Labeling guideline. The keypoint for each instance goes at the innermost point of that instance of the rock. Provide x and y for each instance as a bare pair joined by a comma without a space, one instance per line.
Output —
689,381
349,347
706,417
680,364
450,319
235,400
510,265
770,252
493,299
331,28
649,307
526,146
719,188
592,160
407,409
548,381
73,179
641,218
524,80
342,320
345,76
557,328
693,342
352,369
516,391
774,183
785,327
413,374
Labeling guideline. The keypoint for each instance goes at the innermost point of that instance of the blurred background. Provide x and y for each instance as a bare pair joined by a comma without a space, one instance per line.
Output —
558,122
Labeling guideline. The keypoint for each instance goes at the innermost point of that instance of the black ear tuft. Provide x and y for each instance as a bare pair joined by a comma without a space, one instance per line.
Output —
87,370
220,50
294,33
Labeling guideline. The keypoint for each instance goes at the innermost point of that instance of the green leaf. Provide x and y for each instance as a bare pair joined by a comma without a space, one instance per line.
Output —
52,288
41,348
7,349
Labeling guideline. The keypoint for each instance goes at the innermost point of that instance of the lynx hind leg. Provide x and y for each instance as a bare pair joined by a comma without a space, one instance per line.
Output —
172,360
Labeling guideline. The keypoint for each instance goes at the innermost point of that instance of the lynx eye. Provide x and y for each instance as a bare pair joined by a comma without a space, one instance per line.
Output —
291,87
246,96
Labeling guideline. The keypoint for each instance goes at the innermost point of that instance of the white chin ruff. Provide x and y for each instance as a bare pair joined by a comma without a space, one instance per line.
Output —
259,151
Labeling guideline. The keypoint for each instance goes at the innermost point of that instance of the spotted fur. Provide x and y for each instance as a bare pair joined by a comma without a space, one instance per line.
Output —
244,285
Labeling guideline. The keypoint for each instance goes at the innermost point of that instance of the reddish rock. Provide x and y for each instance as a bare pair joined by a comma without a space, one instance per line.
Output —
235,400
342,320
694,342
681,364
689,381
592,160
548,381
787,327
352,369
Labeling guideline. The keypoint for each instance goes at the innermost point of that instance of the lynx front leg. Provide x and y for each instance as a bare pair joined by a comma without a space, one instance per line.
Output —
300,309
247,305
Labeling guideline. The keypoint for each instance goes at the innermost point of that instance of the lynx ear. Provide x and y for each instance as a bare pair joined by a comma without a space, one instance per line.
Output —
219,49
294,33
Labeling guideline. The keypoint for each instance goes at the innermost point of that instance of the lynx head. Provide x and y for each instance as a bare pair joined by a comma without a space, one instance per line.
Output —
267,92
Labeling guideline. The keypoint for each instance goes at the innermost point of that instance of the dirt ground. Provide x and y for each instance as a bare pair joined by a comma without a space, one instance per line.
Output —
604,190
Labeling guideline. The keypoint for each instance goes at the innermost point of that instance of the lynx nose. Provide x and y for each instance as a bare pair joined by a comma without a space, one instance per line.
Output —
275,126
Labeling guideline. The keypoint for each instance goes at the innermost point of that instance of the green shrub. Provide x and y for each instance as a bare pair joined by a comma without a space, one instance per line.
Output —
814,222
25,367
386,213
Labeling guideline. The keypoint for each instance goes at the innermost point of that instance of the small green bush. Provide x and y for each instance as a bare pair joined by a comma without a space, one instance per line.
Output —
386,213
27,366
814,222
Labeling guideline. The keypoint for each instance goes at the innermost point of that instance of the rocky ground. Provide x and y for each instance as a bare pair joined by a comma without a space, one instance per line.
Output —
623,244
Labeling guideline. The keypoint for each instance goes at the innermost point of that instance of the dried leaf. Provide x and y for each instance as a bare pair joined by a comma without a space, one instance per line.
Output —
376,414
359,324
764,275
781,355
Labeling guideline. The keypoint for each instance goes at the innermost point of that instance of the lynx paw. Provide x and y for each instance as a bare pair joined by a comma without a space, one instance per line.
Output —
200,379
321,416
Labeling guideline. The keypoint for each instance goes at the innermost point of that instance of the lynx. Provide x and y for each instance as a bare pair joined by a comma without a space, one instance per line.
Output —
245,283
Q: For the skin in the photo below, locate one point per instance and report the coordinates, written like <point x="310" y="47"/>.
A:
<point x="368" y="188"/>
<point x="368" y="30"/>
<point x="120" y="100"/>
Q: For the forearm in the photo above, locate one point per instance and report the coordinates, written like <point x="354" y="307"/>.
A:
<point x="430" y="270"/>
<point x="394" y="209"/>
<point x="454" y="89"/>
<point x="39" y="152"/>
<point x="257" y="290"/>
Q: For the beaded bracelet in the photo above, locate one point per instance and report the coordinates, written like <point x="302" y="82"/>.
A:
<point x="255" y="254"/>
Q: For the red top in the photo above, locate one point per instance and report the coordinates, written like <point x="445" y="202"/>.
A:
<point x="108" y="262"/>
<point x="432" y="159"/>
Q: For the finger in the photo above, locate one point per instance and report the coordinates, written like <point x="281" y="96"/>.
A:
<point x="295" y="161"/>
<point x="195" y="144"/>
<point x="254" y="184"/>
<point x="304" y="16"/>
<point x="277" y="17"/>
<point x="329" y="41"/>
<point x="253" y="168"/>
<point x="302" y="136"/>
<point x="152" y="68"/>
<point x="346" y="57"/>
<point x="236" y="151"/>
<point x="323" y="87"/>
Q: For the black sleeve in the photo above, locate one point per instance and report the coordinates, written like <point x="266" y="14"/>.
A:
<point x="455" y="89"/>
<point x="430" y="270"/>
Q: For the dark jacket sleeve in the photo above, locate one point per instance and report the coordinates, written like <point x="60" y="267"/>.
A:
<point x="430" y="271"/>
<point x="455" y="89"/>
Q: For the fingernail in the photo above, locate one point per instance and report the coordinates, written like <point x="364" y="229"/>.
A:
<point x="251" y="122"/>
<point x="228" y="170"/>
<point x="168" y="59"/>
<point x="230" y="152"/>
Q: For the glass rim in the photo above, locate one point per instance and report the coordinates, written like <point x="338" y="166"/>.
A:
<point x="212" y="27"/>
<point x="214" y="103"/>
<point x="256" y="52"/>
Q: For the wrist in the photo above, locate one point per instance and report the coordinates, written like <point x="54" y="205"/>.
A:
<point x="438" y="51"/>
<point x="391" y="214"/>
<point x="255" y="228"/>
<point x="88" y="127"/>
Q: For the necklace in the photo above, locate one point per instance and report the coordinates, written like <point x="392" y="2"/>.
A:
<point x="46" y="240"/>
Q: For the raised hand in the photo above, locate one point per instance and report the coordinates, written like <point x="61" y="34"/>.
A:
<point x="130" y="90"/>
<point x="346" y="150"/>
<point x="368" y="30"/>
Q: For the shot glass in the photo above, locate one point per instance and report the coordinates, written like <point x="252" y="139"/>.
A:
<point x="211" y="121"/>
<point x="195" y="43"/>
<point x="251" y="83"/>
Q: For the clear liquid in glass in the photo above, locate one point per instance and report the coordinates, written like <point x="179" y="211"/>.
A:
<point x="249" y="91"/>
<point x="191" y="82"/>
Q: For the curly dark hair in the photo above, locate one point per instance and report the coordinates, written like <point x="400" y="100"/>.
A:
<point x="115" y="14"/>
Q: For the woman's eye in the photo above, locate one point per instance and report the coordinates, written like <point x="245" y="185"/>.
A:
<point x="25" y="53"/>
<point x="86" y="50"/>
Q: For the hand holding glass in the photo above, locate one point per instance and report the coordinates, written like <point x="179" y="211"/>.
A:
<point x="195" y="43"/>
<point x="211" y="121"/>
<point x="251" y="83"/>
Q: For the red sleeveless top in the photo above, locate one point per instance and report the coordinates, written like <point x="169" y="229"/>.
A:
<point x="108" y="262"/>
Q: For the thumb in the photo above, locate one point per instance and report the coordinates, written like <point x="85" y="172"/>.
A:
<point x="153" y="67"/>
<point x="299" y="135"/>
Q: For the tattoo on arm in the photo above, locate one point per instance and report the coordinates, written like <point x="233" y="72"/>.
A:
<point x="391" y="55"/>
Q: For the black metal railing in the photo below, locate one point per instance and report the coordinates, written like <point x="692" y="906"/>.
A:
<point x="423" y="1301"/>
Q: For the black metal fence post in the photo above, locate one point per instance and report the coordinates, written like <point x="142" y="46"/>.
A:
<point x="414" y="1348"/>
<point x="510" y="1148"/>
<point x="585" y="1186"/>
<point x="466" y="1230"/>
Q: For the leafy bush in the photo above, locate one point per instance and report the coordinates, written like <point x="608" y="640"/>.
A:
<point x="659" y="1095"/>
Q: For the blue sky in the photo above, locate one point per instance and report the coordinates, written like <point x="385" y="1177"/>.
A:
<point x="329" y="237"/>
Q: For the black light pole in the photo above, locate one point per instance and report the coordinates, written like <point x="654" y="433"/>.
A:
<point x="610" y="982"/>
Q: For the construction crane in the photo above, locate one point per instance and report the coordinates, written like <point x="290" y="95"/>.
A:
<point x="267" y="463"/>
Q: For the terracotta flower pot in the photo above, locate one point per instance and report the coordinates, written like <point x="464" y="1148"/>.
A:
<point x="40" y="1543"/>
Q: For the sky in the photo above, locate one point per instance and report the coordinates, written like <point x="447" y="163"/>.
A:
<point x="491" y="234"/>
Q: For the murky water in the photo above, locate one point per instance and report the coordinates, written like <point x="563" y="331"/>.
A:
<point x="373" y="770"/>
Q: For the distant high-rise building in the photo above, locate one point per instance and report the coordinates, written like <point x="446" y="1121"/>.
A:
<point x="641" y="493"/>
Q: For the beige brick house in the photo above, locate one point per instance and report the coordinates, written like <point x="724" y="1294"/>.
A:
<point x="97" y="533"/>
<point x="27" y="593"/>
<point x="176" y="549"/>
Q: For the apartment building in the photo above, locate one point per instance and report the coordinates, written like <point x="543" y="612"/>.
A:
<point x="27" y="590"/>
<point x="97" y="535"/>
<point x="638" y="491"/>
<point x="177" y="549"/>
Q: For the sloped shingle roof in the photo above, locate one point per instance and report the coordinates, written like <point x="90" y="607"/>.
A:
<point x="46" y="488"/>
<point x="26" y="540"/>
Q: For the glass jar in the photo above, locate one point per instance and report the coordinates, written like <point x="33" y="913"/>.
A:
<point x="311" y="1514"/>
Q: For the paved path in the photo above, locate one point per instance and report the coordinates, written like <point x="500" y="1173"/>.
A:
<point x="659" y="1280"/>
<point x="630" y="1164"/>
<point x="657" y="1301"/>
****************************************
- Try it:
Considering each line of the records on its own, count those that contain "below" and give only that number.

- Your response:
2